Your goal. A faithful, complete copy of the entries below is required, with images removed.
*** Opening Provided records ***
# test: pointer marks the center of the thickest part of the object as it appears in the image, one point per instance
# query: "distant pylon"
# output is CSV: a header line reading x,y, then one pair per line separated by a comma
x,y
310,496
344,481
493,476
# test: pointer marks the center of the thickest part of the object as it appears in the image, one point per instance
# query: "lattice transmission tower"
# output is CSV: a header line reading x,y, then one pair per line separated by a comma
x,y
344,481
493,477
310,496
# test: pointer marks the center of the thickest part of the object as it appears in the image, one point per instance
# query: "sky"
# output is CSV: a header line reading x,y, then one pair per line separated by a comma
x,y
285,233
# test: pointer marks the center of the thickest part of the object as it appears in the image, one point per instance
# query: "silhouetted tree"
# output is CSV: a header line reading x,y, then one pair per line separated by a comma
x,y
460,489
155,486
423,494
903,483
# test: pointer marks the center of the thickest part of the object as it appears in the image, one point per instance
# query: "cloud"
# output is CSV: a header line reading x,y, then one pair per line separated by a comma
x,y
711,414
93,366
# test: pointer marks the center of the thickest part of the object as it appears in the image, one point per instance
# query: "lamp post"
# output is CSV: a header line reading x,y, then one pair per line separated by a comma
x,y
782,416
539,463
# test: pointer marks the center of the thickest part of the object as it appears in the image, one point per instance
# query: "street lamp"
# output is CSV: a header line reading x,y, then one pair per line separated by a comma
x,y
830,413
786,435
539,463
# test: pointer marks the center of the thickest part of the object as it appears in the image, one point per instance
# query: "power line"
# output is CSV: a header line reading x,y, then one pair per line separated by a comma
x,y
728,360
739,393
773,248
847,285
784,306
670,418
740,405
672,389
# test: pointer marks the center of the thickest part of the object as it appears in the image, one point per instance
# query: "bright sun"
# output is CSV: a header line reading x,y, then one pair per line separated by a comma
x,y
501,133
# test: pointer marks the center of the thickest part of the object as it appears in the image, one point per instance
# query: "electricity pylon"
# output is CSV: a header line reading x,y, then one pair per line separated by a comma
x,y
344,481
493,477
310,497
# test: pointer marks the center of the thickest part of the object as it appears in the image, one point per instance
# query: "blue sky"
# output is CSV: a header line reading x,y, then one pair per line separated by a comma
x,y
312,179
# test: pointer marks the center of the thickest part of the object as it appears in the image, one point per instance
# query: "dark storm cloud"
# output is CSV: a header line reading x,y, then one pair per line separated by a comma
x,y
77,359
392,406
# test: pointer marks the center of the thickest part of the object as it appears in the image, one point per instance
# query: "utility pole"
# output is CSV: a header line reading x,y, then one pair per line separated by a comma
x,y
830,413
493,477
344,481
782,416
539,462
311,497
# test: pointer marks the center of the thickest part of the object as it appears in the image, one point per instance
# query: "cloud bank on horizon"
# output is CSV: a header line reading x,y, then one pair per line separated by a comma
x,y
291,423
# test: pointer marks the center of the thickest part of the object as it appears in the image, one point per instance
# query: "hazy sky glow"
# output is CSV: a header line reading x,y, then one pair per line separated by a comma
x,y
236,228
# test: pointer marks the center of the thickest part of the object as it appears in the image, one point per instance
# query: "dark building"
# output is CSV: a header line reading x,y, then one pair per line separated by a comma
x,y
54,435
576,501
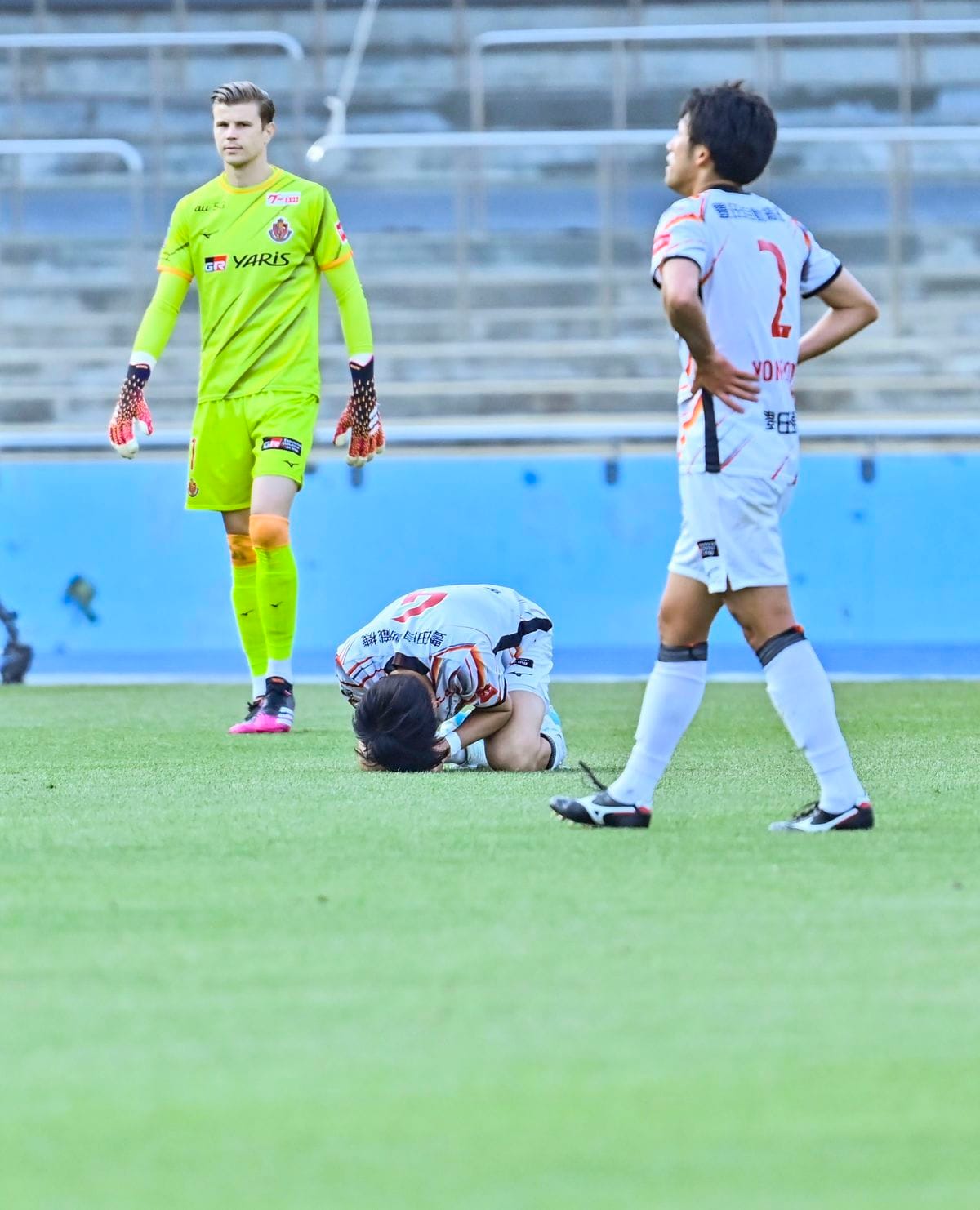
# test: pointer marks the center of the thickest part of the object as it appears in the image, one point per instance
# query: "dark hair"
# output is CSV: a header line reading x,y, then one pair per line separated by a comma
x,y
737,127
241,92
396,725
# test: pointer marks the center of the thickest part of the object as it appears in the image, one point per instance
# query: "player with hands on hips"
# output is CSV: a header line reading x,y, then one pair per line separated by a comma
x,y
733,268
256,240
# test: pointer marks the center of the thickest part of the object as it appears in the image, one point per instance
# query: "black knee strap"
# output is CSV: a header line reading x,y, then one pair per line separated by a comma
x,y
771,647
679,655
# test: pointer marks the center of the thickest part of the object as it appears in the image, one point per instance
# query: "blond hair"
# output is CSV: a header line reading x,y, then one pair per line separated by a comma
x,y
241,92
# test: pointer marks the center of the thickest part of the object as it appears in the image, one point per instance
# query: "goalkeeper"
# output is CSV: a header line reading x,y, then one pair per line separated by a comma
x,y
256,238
*** Closing Provided records ***
Answer to this task.
# test: pointer marks the center of the thickest part of the object as it appears in the image, one point per instance
# query: "distant pylon"
# output is CSV: a header line reading x,y, then one pair per line separated by a comma
x,y
310,496
344,481
493,476
# test: pointer marks the center of the thickest part of the object as it appears in the image, one point per instance
# query: "lattice transmission tower"
# output is CSV: a header line reading x,y, then one pair per line separated by a comma
x,y
344,481
493,477
310,496
# test: pointer marks the center of the thickest part of the object as it appears in the image, one point per instance
# query: "sky"
# output is CSV: a header line reading x,y, then one pair per line separated by a comma
x,y
285,233
# test: pointer marks the center of the thickest part of the object as it appears in the image, one point per instance
# query: "silhouetted tree"
# output is CSV: a header line reading x,y, then one pair per line separated by a comma
x,y
460,489
155,486
423,494
903,483
# test: pointer marks the center of the thickest part of the object as it appears in the image, one point per instance
# query: "cloud"
# output is CSV: a header line reading x,y, then one pair per line separated by a comma
x,y
711,414
93,366
# test: pointer marks the center of the thickest part of the object as it appears in the image, one point per instance
# query: "lamp post"
# output is CSV: a header line reading x,y, then one pair per line separated by a comma
x,y
782,416
539,463
# test: pointer marks the center of the thickest part of the object as it appears in the image, one point per instance
# query: "street lamp"
# output is CSV: a header line reading x,y, then one pair per line separated by a comma
x,y
830,413
786,435
539,463
# test: pointer marks the center of the thickest part of the object as it appears in the image, one point per instance
# query: "power line"
# output is CSV: a header line reading x,y, then one pair per line separated by a comma
x,y
728,360
739,393
773,248
847,285
784,306
670,418
740,405
672,389
# test: pointer marks the center of the thickest part of the object as it appears in the image, one point per instance
# query: "bright sun"
# output is CSV: a header line reading x,y, then one pair per line separated by a comma
x,y
501,133
# test: pointer marks the center of the thickest part of the object as it appears in the image, one point per instance
# query: "electricity pylon"
# output is CSV: a header line reading x,y, then one pair per line separated by a comma
x,y
344,481
493,477
310,497
# test: pointer marks the center of the thickest part of the object as it appears in the image, one point per instance
# query: "blue sky"
# output is CSV: a header line reading x,y, then one pair per line separated by a comma
x,y
312,179
# test: pointer marks the center of the thickest part of the object as it appears in the image, one point per instance
# query: "dark storm cloud"
# output is CSV: a header line reading x,y, then one pair per line separated by a comma
x,y
77,359
392,406
# test: pointer marks the center of the thickest part of the object as it appears in the image, one point per instance
# query: "utility pole"
# output is CSV: a header line reading x,y, then one pair per line separated by a comma
x,y
830,413
493,477
344,481
782,416
539,462
311,497
# test: pointer marks the center of the thickest part of the object as it appears in the image, one point per instance
# query: "cloud bank on horizon"
# output is CSV: a header line reading x,y, then one pair per line separated by a comma
x,y
291,423
# test: pointer marks the center of the thickest part of the object as it appears in the image, one point per instance
# query: "hazy sky glow"
# output is CSV: a header line reading x,y, then one pair per line separated by a comma
x,y
236,228
# test: pointer marks the center of the thickest part of the object as it appears in the image, one point per instance
# query: "dark building"
# output is CSV: a header line reading x,y, then one pair per line separated by a comma
x,y
54,435
576,501
# test: pointer marks the center of the thickest part of the object as it appears in the image, one point per instance
# query: "dark hair"
# output is CSV: a header line reading x,y, then one pair per line separated by a comma
x,y
737,127
241,92
396,725
# test: pointer marks the center of the thickest part of the object as it appears in the image, one point per instance
# query: "player with hands on hips"
# output is CSV: a header line reading x,y, then one pair per line separated by a comma
x,y
733,268
256,240
# test: pointer marks the center of the thickest part of the object as it appears in the image, one point per instance
# query: "black knee strap"
# output is CSV: a header line reading x,y, then one pair per line separated by a comma
x,y
771,647
679,655
# test: pointer marks the center of the thickest part of the object as it appears in the image, one point per instance
# query: "blond hair"
# output is CSV: a header line reading x,y, then one pair per line separated by a comma
x,y
241,92
# test: pointer marks the center of the thickest part of the object as it appears in the image, one point per instance
# query: "goalkeeper"
# output is CSV: a header line reading x,y, then one pair per line separated by a comma
x,y
256,238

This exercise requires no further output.